Items listed in a dataset
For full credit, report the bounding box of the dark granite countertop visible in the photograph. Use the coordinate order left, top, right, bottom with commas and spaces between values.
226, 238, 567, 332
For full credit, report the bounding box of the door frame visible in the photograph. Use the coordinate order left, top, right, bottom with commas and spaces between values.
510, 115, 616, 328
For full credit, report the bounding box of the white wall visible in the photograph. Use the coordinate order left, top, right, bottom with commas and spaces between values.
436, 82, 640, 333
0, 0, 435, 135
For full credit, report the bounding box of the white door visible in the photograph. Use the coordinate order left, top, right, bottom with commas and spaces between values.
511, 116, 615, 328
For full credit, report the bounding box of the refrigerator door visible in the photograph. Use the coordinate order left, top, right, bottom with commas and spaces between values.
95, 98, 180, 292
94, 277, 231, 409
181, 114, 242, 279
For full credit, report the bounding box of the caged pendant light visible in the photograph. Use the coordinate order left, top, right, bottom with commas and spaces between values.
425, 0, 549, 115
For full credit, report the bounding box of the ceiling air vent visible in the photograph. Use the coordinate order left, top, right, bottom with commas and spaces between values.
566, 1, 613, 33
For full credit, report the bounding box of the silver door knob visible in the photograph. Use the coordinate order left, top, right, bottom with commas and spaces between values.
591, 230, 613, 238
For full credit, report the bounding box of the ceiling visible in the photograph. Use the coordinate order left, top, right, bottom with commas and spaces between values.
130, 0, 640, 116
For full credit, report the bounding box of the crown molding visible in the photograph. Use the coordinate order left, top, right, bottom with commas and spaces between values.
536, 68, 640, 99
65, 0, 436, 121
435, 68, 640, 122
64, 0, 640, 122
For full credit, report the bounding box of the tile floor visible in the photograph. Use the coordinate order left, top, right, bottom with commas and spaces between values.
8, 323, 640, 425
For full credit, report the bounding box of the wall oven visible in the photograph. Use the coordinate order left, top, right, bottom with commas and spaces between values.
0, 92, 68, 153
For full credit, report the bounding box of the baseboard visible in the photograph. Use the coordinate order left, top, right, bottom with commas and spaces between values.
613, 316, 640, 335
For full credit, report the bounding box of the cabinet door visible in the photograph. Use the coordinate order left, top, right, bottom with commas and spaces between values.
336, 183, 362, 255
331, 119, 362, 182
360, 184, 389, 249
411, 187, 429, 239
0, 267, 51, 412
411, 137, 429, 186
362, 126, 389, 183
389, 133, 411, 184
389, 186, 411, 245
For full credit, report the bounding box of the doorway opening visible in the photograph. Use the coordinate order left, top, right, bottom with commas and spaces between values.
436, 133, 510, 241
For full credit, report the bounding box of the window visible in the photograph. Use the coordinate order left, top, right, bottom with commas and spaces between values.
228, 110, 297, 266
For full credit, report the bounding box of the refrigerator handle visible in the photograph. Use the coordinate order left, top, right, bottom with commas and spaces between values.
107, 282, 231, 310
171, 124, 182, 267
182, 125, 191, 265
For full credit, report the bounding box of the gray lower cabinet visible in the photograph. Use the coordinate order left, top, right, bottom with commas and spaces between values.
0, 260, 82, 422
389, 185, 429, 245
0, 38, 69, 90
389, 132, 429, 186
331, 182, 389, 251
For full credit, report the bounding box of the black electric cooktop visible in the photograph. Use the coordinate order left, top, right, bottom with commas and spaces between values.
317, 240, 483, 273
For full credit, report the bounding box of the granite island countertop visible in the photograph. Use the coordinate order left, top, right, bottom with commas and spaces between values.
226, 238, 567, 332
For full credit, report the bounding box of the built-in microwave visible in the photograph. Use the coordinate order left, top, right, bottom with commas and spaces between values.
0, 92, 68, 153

> [Task to carry out] Copy out the entries from the line containing "For full credit, report the bounding box of the silver" to the line containing "591, 230, 613, 238", reproducing each line verbatim.

> [Finished exercise]
For full credit, report the bounding box of the silver door knob visible in the photograph. Use the coordinate order left, top, right, bottom with commas and spaces between values.
591, 230, 613, 238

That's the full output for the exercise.